▶ Task details:
Leave every entry as it is and write the data out in full.

Data under study below:

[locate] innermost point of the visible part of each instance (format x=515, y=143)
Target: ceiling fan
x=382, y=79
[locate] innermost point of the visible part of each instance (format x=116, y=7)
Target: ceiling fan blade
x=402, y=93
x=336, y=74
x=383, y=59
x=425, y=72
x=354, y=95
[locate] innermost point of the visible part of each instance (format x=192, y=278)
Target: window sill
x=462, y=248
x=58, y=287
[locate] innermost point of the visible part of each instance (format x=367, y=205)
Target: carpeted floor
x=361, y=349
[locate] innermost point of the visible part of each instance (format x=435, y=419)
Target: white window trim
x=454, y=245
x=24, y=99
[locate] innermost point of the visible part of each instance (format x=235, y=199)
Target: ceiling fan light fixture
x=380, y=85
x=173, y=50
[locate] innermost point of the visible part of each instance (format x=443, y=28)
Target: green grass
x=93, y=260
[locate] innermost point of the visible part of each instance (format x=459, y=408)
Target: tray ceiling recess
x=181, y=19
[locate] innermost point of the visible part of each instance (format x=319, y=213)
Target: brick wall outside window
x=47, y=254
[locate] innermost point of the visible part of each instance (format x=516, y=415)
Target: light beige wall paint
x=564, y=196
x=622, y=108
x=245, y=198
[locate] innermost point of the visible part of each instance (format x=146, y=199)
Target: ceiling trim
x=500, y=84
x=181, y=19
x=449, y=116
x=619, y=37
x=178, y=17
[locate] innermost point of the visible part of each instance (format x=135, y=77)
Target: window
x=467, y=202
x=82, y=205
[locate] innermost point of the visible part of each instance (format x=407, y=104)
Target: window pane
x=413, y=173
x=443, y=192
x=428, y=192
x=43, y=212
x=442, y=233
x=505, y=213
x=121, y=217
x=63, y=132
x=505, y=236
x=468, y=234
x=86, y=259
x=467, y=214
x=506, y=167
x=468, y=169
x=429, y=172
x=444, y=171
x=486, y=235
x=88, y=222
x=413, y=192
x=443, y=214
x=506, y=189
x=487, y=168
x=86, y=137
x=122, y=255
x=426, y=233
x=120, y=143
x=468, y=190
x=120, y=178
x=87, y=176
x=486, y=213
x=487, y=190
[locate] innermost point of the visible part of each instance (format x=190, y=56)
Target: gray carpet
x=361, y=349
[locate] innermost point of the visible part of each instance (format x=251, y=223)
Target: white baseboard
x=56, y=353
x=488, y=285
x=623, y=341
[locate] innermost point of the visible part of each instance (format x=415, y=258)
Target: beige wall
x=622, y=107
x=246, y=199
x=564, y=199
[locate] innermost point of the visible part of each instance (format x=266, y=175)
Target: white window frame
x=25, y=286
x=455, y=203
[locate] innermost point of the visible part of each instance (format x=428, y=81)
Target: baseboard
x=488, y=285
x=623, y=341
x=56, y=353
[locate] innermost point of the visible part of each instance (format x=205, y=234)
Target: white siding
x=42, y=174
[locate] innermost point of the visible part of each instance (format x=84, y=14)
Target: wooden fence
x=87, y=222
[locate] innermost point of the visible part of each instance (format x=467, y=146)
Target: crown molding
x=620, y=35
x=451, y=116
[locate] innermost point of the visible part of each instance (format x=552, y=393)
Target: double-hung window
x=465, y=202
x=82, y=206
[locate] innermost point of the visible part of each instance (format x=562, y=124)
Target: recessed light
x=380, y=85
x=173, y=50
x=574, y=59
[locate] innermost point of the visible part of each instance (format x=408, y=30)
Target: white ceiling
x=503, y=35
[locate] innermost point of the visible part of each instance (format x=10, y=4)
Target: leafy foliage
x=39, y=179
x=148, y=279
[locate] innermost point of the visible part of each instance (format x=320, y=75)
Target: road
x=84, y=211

End of Data under study.

▶ Response area:
[locate] innermost point of the visible part of each instance (format x=515, y=143)
Target: ceiling fan
x=382, y=79
[locate] innermost point of the visible part of each instance (format x=116, y=7)
Target: ceiling fan blade
x=402, y=93
x=336, y=74
x=383, y=59
x=425, y=72
x=354, y=95
[locate] innermost point of the visible part of each instance (format x=192, y=278)
Target: window sill
x=462, y=248
x=58, y=287
[locate] innermost point of the visible part of each instance (format x=367, y=205)
Target: carpeted floor
x=361, y=349
[locate] innermost point of the visible part of each instance (format x=435, y=419)
Target: white window trim
x=454, y=245
x=24, y=99
[locate] innermost point of the visible part of each instance (format x=235, y=199)
Target: ceiling fan light fixture
x=380, y=85
x=173, y=50
[locate] innermost point of the visible part of each instance (format x=443, y=28)
Target: green grass
x=93, y=260
[locate] innermost point of the visible part of each instance (format x=459, y=408)
Target: tray ceiling recess
x=181, y=19
[locate] innermost point of the visible part of each instance (format x=319, y=213)
Target: brick wall outside window
x=47, y=254
[locate] innermost point of the visible part of each instance (format x=516, y=415)
Target: light beige wall paint
x=564, y=196
x=622, y=108
x=245, y=198
[locate] innermost point of the visible part of each instance (format x=146, y=199)
Target: ceiling trim
x=500, y=84
x=181, y=19
x=449, y=116
x=619, y=37
x=178, y=17
[locate] innermost point of the visible part of each instance (format x=135, y=77)
Target: window
x=467, y=202
x=82, y=205
[locate] innermost point of the visible part of each instance (format x=407, y=104)
Target: window pane
x=413, y=173
x=443, y=192
x=428, y=192
x=43, y=212
x=442, y=233
x=505, y=213
x=121, y=217
x=63, y=132
x=505, y=236
x=468, y=234
x=86, y=259
x=467, y=214
x=506, y=167
x=468, y=169
x=429, y=172
x=444, y=171
x=486, y=235
x=88, y=222
x=413, y=192
x=443, y=214
x=506, y=189
x=487, y=168
x=86, y=137
x=122, y=255
x=426, y=233
x=120, y=143
x=468, y=190
x=120, y=178
x=87, y=176
x=486, y=213
x=487, y=190
[locate] innermost point of the visible part of each instance (format x=190, y=56)
Target: gray carpet
x=361, y=349
[locate] innermost point of the visible part of each instance (format x=251, y=223)
Target: white baseboard
x=56, y=353
x=488, y=285
x=623, y=341
[locate] innermost point of the visible part of each instance (format x=415, y=258)
Target: beige wall
x=622, y=107
x=246, y=199
x=564, y=199
[locate] innermost point of the visible part of each instance (format x=266, y=175)
Target: white window frame
x=25, y=286
x=455, y=203
[locate] innermost point of the visible part of each instance (format x=428, y=81)
Target: baseboard
x=488, y=285
x=623, y=341
x=56, y=353
[locate] innermost point of the visible part of each instance (format x=205, y=234)
Target: white siding
x=42, y=174
[locate] innermost point of the visible part of each instance (format x=84, y=14)
Target: wooden fence
x=87, y=222
[locate] innermost point of the visible part of each instance (format x=467, y=146)
Target: crown molding
x=620, y=35
x=451, y=116
[locate] innermost point of the visible part of each instance (format x=552, y=393)
Target: double-hung window
x=465, y=202
x=82, y=206
[locate] innermost point of the visible part of each instance (format x=562, y=124)
Target: recessed light
x=380, y=85
x=173, y=50
x=574, y=59
[locate] innermost point of the visible part of each instance (format x=408, y=30)
Target: white ceiling
x=503, y=35
[locate] innermost point of the visible part of each instance (format x=10, y=4)
Target: leafy foliage
x=39, y=179
x=148, y=279
[locate] innermost point of the visible part of each instance (format x=320, y=75)
Target: road
x=84, y=211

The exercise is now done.